» Source passage
-------

Circuit Judge John F. Lakin resigned Monday from the 12th Judicial Circuit. It serves DeSoto, Manatee and Sarasota counties. The news was first reported Thursday by Law360.

Lakin, elected in 2012, was facing a judicial conduct inquiry by the state’s Judicial Qualifications Commission (JQC), which said he demonstrated “a present unfitness to serve.” Because he quit, the state dismissed the case.

In an answer to the charges filed Feb. 5, Lakin admitted what he did, but apologized and said he “had no wrongful intent.”

“As a relatively new judge, he was not as familiar with the (rules of judicial conduct) as he could have been,” his answer said. Lakin is a former legal analyst for Court TV and MSNBC and a past “Florida Super Lawyer.”

He thought he would just list the tickets on his yearly financial disclosure form and “did not appreciate that his use of the tickets would adversely reflect on the judiciary and the administration of justice.”

The JQC said Lakin called the plaintiff’s law firm and asked for tickets for a Tampa Bay Rays and Boston Red Sox game a day after the verdict in the case. A jury had found Walmart not responsible for the woman’s injuries.

“Despite the fact that the case was not yet final, and you expected that there would be post-trial motions requiring your adjudication, you failed to advise Walmart’s counsel of your contact with the Plaintiff’s law firm,” the report said.

The lawyers later asked for the verdict to be set aside and for a new trial. Lakin considered the motion but did not immediately rule on it, according to the JQC report.

He did ask for and got more baseball tickets from the firm, it added. Afterward, Lakin set aside the jury’s verdict and granted a new trial.

“Your extraordinary action allowed the Plaintiff a second opportunity to seek damages from Walmart,” the JQC report said. “You have acknowledged that during your tenure on the bench you have never before overturned a jury verdict.”

-------

» Data entries
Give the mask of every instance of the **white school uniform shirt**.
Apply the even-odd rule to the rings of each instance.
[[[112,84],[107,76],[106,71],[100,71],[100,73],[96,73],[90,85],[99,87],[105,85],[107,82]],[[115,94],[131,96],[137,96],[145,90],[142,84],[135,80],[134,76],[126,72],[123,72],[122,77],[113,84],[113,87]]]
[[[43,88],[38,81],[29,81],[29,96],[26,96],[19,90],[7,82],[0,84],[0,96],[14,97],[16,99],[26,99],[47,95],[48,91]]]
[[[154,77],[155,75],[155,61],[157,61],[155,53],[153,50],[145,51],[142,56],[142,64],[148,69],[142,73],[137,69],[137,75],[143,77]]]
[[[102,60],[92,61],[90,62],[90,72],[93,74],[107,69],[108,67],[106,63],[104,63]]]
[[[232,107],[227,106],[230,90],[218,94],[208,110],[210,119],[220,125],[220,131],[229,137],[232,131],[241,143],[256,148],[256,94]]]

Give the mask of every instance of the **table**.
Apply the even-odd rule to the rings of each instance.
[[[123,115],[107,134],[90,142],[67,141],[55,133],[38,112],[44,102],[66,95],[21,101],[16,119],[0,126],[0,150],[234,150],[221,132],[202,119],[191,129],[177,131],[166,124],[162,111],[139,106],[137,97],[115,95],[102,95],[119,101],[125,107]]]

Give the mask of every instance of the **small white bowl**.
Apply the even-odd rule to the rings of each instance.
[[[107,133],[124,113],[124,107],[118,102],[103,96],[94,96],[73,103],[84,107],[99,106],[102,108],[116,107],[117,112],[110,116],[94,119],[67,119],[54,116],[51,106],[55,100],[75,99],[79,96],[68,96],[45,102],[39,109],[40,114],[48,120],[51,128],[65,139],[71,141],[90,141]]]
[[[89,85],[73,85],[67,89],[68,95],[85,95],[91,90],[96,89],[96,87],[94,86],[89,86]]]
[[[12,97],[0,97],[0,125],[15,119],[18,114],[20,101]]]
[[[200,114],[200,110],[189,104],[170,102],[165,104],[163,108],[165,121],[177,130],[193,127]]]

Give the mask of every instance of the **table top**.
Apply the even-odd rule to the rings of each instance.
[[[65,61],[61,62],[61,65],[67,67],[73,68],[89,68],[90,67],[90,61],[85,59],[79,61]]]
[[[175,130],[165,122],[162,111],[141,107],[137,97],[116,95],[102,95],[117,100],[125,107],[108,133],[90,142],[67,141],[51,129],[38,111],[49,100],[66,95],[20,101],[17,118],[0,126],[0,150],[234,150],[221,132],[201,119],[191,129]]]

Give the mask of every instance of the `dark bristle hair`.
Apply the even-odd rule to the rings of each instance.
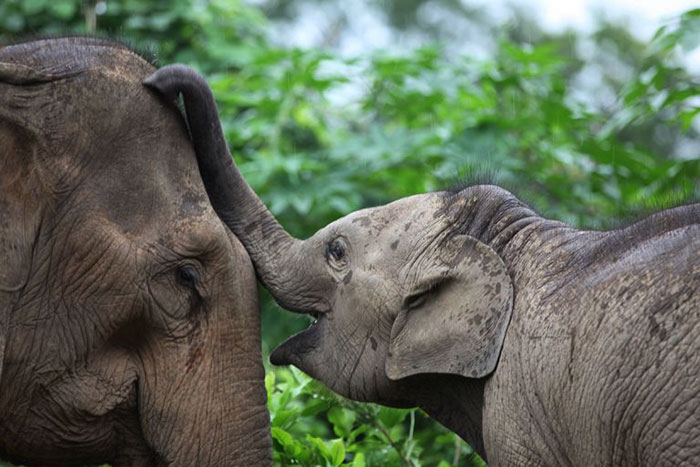
[[[446,180],[437,191],[456,194],[475,185],[498,185],[498,170],[487,166],[469,166],[457,171],[457,175]]]
[[[26,44],[28,42],[42,41],[42,40],[56,40],[56,39],[86,39],[88,41],[94,41],[94,44],[103,45],[106,47],[117,47],[129,50],[130,52],[138,55],[143,60],[158,68],[158,55],[151,45],[145,45],[143,43],[137,43],[136,41],[126,38],[126,37],[113,37],[105,33],[97,32],[93,34],[32,34],[24,35],[22,37],[13,39],[8,44],[2,44],[4,46],[10,45],[20,45]],[[0,45],[0,46],[2,46]]]
[[[618,218],[604,220],[603,230],[621,230],[646,219],[652,214],[681,206],[700,203],[700,187],[692,191],[676,191],[652,198],[641,206],[632,207]],[[700,221],[700,219],[698,219]]]
[[[457,175],[446,180],[443,186],[435,191],[444,192],[452,198],[460,191],[478,185],[496,185],[503,188],[512,193],[513,196],[526,204],[530,209],[536,211],[540,215],[542,214],[539,206],[533,201],[532,196],[527,193],[527,190],[524,190],[522,186],[515,185],[512,181],[504,179],[497,168],[488,164],[460,168],[457,171]]]

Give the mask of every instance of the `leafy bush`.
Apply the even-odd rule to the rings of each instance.
[[[586,61],[557,38],[504,34],[484,60],[438,46],[344,59],[275,46],[268,27],[239,0],[0,3],[0,42],[97,30],[205,73],[241,170],[298,236],[480,171],[592,228],[699,194],[700,85],[679,57],[697,46],[700,10],[650,44],[601,27],[596,59],[624,59],[632,77],[601,67],[611,101],[581,94]],[[267,353],[307,322],[264,297]],[[268,369],[266,385],[279,464],[483,465],[418,410],[353,403],[294,369]]]

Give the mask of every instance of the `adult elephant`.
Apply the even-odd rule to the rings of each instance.
[[[316,318],[273,363],[420,406],[493,465],[700,464],[700,205],[587,232],[473,186],[300,241],[232,163],[206,83],[175,66],[149,84],[182,92],[214,208],[262,282]]]
[[[0,456],[271,462],[255,276],[155,68],[94,38],[0,50]]]

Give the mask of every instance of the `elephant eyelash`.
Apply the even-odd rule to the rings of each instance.
[[[414,308],[419,308],[425,304],[428,297],[435,292],[438,287],[442,284],[442,281],[433,281],[425,286],[420,292],[413,293],[406,297],[403,301],[404,308],[407,310],[412,310]]]

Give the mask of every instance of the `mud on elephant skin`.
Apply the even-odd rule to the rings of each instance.
[[[271,463],[250,259],[155,68],[95,38],[0,50],[0,457]]]
[[[698,465],[700,205],[610,232],[495,186],[405,198],[292,238],[233,164],[206,83],[182,92],[214,209],[276,300],[276,349],[347,397],[420,406],[492,465]]]

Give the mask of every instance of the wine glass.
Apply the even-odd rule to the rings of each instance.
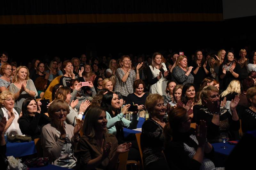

-------

» Task objective
Please answer these questions from the article about Judge Lakin's resignation:
(a) Which counties does the 12th Judicial Circuit serve?
(b) Tickets for a game between which two teams did Lakin ask the plaintiff's law firm for a day after the verdict?
(c) What did Lakin do with the jury's verdict after he got more baseball tickets from the firm?

» Complete answer
(a) DeSoto, Manatee and Sarasota counties.
(b) The Tampa Bay Rays and the Boston Red Sox.
(c) He set aside the verdict and granted a new trial.